** START **
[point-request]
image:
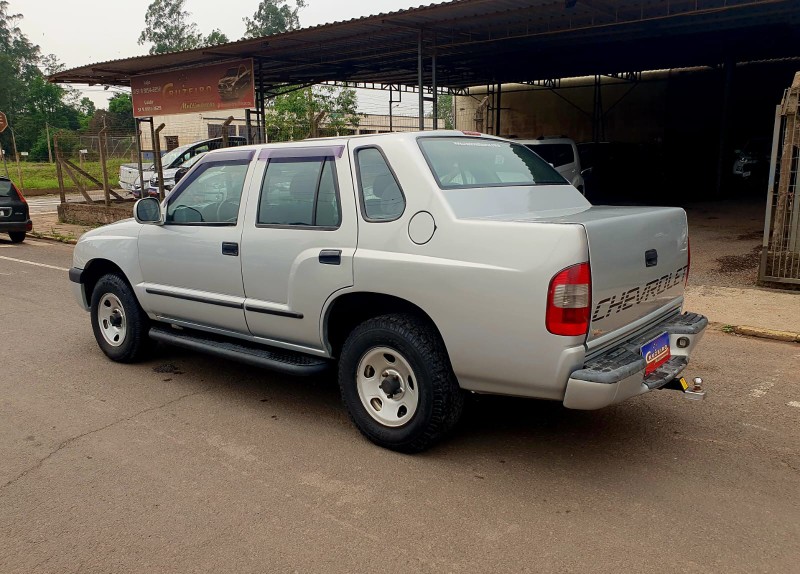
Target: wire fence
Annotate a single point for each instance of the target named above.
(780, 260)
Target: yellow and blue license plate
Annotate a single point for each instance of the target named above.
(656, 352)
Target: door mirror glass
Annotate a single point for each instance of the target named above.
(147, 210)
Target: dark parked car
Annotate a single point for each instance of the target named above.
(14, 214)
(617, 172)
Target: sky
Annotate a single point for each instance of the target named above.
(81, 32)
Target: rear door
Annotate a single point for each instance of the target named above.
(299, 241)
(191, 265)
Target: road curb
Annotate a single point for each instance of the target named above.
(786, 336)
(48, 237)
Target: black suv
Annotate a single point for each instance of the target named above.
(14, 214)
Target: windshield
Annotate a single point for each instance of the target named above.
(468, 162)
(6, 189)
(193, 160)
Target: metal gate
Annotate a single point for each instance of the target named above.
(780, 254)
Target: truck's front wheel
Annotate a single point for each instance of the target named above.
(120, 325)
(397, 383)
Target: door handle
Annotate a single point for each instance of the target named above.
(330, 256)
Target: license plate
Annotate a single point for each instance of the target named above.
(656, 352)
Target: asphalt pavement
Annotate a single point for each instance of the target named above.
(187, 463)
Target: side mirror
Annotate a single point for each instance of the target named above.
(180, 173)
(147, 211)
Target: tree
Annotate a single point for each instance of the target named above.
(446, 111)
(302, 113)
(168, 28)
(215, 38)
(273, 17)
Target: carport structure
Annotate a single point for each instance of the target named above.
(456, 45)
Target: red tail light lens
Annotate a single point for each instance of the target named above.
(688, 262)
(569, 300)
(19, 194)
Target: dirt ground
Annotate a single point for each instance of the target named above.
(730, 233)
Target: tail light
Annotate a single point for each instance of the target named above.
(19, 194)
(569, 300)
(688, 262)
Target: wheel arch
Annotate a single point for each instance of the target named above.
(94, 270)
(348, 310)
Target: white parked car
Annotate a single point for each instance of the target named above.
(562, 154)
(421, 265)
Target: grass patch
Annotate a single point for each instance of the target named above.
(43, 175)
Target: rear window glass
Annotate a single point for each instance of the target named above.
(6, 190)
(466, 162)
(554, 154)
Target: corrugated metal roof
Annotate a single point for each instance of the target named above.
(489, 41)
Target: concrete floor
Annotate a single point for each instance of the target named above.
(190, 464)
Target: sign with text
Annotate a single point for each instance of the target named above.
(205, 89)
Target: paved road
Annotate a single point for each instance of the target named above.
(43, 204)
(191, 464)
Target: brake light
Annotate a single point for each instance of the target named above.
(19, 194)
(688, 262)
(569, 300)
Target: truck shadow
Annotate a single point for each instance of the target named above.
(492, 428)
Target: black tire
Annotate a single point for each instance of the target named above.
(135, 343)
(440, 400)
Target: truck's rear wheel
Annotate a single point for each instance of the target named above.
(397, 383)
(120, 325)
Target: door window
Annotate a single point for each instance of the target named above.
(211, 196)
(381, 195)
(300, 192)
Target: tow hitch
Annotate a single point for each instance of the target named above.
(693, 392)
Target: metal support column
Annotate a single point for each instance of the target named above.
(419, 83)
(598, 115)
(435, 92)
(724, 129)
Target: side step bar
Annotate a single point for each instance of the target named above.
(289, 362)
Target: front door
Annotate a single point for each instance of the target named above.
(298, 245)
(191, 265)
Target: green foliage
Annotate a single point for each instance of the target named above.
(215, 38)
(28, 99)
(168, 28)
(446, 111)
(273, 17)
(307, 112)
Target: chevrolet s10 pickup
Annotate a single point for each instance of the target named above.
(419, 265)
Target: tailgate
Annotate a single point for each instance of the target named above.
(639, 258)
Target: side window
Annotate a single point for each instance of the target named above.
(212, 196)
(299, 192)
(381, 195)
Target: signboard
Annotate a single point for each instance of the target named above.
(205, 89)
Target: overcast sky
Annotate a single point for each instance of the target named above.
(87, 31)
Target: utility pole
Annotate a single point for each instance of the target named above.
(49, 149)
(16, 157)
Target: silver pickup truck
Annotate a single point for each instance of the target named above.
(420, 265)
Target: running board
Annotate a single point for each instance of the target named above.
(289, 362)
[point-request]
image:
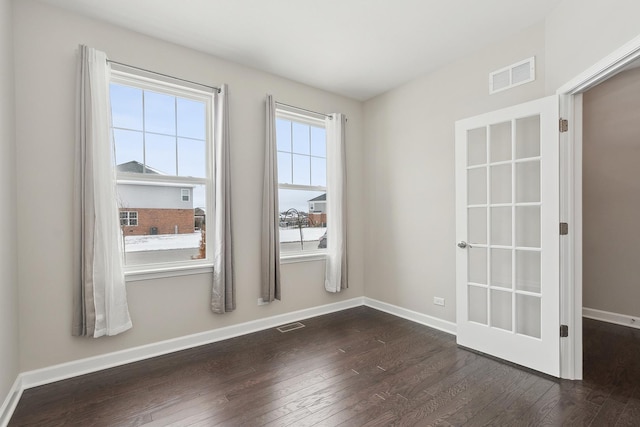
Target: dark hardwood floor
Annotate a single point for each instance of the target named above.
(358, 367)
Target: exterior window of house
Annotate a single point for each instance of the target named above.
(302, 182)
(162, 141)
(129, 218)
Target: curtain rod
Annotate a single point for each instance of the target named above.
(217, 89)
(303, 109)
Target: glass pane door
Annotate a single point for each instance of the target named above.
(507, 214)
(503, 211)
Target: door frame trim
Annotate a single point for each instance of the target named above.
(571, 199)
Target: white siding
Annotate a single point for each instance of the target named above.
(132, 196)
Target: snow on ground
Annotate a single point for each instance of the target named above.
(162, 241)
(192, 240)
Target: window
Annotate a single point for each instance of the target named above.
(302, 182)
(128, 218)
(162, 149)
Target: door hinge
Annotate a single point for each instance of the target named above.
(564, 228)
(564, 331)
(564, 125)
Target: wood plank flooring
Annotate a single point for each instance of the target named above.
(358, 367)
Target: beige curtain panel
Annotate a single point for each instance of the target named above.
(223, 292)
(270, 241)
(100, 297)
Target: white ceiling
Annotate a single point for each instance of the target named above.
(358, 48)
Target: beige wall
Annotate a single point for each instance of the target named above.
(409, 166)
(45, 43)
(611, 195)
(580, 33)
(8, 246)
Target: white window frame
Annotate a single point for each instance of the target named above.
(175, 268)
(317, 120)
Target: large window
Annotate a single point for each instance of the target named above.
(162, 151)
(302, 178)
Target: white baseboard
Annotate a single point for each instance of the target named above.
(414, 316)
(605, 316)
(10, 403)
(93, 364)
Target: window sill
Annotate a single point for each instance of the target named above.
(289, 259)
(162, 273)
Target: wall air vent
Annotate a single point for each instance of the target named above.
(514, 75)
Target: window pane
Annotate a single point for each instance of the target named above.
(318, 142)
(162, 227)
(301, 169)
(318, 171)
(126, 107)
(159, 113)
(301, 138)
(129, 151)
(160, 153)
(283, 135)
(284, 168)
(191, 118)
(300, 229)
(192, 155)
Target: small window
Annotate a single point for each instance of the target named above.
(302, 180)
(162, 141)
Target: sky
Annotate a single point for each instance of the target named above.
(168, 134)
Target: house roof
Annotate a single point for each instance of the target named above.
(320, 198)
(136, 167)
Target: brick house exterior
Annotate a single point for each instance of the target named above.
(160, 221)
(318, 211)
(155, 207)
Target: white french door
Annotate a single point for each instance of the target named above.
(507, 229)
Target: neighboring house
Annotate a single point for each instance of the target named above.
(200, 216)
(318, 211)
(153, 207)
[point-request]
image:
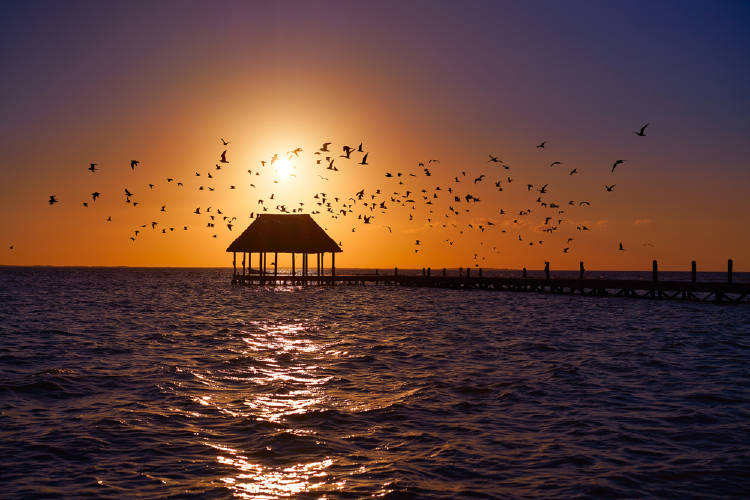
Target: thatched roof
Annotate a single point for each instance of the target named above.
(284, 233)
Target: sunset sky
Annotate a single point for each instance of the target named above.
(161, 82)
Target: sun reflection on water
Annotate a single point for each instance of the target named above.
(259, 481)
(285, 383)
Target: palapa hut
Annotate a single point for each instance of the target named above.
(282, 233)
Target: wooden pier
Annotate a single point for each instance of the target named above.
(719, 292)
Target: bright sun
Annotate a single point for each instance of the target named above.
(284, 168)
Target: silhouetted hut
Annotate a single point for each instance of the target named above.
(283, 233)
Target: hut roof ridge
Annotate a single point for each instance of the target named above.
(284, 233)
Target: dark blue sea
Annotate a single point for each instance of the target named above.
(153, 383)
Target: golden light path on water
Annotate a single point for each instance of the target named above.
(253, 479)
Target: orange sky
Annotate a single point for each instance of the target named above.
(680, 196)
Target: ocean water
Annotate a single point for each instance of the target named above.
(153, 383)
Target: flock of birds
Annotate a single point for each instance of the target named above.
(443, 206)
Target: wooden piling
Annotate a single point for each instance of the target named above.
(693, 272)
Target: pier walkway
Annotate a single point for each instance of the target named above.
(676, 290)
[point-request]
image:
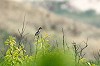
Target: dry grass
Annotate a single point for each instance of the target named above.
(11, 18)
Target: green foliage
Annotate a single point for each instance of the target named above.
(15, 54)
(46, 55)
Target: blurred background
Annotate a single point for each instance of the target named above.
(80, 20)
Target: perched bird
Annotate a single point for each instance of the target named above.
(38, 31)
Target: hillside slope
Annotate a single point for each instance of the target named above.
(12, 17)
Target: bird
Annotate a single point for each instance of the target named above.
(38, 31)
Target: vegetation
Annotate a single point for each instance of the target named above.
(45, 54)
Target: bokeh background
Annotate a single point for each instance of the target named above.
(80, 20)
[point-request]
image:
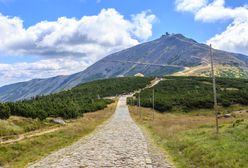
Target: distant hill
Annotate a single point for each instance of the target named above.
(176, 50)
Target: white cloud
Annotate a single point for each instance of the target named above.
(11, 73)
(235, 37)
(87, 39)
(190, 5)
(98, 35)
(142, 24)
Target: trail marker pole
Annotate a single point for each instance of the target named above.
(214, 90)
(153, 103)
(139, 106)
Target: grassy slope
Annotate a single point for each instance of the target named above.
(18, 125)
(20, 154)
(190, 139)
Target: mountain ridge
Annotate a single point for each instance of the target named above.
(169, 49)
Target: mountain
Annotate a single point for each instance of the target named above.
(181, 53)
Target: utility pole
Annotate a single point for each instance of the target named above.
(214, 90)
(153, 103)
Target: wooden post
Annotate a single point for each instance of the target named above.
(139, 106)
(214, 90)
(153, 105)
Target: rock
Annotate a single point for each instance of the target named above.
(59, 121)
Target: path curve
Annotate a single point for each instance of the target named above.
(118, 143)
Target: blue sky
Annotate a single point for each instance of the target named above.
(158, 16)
** END **
What you are asked to do> Output, unchanged, the lines from the line with "Target: wooden post" through the final line of the material.

Exercise answer>
Target: wooden post
Annotate a single point for each instance of the target named above.
(139, 106)
(214, 90)
(153, 105)
Target: rock
Annotate a single point for each instance of the target named above.
(59, 121)
Target: path curve
Annotate a single point for each instance of the target named above.
(118, 143)
Target: blue sky
Annotate a single point for each instance of the target named above.
(158, 16)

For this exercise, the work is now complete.